> _Work required_
Starting at the line that contains "Q: Identify one point on each instance of the blue baseball", print every remaining line of the entries, unchanged, and output nothing more.

* BEGIN Source material *

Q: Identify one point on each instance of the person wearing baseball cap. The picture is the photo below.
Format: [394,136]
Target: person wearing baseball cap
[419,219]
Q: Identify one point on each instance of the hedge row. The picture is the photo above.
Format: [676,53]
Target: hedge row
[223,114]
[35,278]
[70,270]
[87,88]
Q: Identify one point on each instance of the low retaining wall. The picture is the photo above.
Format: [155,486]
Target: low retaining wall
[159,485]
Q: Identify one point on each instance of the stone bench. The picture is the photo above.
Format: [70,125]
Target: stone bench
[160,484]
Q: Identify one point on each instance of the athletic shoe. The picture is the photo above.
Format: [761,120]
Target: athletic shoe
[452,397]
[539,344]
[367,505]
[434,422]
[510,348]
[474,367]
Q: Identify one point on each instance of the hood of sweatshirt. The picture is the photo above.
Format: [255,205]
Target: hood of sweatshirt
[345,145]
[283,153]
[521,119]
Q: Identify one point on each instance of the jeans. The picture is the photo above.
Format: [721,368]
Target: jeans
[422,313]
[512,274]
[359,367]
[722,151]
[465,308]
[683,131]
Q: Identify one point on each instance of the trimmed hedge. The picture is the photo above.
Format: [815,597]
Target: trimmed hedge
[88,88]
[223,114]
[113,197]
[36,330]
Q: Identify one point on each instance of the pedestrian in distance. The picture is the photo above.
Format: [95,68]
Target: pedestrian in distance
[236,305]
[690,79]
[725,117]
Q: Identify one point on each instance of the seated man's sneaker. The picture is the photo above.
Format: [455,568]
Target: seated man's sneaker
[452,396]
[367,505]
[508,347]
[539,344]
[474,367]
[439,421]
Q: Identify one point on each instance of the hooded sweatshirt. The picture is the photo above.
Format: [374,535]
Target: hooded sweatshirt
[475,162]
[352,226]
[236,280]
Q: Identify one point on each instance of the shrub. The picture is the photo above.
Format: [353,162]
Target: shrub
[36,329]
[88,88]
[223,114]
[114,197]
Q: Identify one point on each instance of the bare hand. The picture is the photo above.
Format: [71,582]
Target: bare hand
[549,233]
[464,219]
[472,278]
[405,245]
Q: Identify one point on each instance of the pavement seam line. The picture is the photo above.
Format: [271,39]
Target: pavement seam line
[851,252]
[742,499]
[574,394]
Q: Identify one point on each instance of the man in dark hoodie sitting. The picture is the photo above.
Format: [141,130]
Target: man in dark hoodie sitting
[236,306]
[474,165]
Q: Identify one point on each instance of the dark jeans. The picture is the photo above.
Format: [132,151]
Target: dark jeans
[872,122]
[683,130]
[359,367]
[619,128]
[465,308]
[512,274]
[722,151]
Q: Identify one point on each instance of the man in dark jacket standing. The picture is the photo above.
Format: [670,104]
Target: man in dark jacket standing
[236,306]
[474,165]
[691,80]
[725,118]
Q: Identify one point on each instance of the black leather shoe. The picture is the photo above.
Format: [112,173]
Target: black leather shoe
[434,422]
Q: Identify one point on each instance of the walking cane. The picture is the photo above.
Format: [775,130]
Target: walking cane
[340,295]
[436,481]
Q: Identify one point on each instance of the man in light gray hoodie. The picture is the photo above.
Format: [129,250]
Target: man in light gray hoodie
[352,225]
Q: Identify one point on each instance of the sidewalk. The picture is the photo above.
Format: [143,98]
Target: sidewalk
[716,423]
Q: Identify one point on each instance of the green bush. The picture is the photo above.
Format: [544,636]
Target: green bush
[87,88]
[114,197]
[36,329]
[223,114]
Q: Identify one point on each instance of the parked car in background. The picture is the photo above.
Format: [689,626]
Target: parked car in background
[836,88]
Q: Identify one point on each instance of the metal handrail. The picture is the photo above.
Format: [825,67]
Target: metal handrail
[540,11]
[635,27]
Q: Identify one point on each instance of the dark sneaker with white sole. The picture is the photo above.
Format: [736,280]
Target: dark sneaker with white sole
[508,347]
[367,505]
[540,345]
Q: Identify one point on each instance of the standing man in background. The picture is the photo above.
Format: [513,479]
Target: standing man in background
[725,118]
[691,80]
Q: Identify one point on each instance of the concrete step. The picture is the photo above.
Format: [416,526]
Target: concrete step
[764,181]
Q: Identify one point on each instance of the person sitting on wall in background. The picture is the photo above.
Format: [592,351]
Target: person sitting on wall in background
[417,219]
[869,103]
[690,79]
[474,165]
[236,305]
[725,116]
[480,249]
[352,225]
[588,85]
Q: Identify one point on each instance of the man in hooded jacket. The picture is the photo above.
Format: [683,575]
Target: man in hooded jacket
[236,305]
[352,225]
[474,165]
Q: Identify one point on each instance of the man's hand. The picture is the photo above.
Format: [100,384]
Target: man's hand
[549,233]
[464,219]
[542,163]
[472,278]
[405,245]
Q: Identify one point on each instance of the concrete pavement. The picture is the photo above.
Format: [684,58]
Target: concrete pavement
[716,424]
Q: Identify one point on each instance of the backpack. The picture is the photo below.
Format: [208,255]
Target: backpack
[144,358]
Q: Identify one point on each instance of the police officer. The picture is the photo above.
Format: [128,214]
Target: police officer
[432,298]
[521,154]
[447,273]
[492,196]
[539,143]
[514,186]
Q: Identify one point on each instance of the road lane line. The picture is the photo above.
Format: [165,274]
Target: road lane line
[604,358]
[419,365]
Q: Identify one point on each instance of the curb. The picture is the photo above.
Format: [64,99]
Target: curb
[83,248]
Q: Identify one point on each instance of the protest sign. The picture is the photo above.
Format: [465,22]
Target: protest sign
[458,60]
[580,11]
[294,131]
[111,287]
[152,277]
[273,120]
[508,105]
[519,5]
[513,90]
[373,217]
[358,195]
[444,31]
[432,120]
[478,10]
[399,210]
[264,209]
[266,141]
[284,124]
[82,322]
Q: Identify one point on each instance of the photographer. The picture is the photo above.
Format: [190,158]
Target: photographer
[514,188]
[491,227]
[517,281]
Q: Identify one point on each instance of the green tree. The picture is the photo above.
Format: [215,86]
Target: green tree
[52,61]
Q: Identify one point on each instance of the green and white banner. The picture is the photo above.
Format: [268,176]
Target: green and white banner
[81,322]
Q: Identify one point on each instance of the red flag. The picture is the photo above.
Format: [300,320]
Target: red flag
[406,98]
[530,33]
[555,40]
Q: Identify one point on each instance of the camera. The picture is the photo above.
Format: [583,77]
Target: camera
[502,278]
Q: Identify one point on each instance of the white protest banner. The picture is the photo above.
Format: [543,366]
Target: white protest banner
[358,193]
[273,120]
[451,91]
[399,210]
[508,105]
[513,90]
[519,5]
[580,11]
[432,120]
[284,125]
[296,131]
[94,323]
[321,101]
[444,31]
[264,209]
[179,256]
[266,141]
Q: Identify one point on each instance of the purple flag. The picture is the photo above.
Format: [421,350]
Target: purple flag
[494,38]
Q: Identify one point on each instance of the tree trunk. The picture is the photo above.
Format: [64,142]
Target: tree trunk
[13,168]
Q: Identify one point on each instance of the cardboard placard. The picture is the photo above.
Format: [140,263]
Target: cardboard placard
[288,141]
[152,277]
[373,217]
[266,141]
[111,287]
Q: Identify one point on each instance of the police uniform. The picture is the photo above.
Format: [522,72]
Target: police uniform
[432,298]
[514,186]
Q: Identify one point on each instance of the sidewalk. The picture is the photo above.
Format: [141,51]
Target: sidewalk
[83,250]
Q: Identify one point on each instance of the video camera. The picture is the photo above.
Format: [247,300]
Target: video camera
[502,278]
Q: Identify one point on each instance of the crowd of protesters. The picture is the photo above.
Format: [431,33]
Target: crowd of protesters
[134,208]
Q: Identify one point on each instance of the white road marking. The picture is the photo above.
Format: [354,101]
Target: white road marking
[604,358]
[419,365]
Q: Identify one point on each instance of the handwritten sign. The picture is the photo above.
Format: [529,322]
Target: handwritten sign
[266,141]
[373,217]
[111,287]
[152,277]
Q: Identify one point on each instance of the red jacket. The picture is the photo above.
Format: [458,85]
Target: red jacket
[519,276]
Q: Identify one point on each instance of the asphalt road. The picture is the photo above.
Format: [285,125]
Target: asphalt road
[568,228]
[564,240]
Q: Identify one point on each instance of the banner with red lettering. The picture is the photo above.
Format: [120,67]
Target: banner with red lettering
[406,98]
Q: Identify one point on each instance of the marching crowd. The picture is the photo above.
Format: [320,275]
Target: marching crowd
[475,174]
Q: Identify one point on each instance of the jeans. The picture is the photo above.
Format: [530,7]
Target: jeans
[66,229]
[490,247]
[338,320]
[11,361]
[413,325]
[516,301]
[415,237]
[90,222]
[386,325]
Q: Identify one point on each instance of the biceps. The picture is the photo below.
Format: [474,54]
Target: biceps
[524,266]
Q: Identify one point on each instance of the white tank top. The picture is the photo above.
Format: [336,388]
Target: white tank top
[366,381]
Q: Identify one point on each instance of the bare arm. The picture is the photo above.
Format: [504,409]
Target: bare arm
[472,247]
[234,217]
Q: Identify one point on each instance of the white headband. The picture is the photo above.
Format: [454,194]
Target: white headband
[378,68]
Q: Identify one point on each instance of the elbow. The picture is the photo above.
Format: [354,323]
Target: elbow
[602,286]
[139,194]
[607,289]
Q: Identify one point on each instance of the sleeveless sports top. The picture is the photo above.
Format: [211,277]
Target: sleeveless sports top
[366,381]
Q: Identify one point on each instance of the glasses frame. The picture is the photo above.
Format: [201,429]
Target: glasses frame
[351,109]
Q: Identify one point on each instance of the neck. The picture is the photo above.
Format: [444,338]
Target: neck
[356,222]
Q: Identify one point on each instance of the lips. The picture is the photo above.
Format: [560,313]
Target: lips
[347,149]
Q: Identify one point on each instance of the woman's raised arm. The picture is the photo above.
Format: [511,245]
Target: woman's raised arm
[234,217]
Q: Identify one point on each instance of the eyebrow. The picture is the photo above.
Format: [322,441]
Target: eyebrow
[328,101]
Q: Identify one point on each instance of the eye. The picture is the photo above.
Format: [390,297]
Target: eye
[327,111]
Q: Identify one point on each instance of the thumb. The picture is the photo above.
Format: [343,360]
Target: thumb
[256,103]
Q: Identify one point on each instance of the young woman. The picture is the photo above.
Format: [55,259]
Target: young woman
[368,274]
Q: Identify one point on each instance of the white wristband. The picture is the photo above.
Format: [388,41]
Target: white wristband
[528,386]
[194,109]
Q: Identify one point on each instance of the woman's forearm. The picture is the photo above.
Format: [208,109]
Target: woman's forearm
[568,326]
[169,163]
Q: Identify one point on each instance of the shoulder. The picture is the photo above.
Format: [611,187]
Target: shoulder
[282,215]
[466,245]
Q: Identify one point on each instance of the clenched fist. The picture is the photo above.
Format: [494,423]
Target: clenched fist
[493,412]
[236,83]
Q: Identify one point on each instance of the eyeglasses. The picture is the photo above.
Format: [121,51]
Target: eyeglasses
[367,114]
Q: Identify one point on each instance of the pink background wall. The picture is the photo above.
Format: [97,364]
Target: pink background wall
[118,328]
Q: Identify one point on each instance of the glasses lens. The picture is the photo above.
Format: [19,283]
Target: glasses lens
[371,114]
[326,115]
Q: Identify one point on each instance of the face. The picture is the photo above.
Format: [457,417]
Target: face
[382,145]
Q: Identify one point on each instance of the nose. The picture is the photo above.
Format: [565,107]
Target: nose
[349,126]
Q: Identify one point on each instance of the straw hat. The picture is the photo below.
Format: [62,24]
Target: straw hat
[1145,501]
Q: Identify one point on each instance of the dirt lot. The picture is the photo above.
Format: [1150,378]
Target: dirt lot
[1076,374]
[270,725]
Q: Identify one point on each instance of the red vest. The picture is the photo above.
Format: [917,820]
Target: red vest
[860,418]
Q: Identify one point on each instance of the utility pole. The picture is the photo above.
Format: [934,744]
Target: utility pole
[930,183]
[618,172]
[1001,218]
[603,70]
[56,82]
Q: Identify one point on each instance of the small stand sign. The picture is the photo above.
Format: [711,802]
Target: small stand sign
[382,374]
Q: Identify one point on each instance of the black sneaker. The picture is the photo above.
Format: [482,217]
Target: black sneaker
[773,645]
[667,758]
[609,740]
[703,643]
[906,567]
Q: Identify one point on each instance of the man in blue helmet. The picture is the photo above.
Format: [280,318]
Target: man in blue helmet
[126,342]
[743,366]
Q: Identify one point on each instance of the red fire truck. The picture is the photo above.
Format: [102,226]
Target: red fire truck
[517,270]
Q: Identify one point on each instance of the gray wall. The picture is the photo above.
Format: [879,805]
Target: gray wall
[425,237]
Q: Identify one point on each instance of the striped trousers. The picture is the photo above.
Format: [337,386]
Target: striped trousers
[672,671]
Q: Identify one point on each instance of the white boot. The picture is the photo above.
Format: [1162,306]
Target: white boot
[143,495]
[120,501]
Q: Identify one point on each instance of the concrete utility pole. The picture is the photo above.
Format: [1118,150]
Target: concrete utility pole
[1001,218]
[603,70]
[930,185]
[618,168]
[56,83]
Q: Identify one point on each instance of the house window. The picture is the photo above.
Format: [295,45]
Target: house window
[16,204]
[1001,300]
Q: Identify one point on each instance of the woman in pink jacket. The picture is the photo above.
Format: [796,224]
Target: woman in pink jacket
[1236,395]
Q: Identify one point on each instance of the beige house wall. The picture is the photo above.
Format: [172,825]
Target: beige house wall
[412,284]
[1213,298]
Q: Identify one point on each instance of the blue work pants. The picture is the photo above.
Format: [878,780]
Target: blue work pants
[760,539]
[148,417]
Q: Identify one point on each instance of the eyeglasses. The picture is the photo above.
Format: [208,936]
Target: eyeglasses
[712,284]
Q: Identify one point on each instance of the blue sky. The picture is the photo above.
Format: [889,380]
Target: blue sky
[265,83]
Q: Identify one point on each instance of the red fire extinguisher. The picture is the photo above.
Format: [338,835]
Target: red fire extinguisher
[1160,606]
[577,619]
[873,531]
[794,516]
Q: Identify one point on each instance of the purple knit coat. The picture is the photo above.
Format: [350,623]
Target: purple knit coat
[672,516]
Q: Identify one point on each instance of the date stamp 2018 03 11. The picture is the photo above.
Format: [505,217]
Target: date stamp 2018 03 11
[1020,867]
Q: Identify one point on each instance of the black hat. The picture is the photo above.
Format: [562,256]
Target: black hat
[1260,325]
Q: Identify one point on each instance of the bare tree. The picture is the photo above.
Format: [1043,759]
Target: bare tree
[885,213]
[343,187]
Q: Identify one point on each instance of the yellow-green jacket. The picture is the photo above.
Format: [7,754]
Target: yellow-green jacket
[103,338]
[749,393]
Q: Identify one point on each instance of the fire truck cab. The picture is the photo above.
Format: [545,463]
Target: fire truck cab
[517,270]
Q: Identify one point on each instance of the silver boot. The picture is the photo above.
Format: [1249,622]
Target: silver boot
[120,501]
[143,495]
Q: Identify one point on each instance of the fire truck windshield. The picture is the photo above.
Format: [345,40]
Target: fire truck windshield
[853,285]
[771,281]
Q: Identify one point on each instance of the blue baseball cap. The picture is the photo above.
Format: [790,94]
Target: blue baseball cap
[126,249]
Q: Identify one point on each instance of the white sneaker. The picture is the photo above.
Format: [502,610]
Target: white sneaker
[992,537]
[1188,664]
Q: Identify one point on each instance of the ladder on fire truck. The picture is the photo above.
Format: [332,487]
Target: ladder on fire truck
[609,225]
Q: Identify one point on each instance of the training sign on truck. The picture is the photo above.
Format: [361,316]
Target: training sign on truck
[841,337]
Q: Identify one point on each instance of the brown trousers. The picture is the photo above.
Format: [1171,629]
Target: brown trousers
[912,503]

* END Source material *

> _Result of the task_
Q: Identify one point on each instance of the blue baseball cap. The picture is the photo above.
Format: [790,94]
Target: blue baseball cap
[126,249]
Q: Identify one point on each instance of the white sneaker. The picture is the photo above.
Format: [502,610]
Target: white sneaker
[992,537]
[1188,664]
Q: Identify one point on each instance of the ladder on fire truck. The picture is the photo above.
Format: [332,487]
Target: ladder on fire truck
[609,225]
Q: Identify one point on each instance of the training sign on truck. The picture is the photo above.
Format: [361,316]
Target: training sign on truck
[841,337]
Q: Identify one point on each instance of the brown trousers. The picture is the photo above.
Format: [1171,629]
Target: brown trousers
[912,503]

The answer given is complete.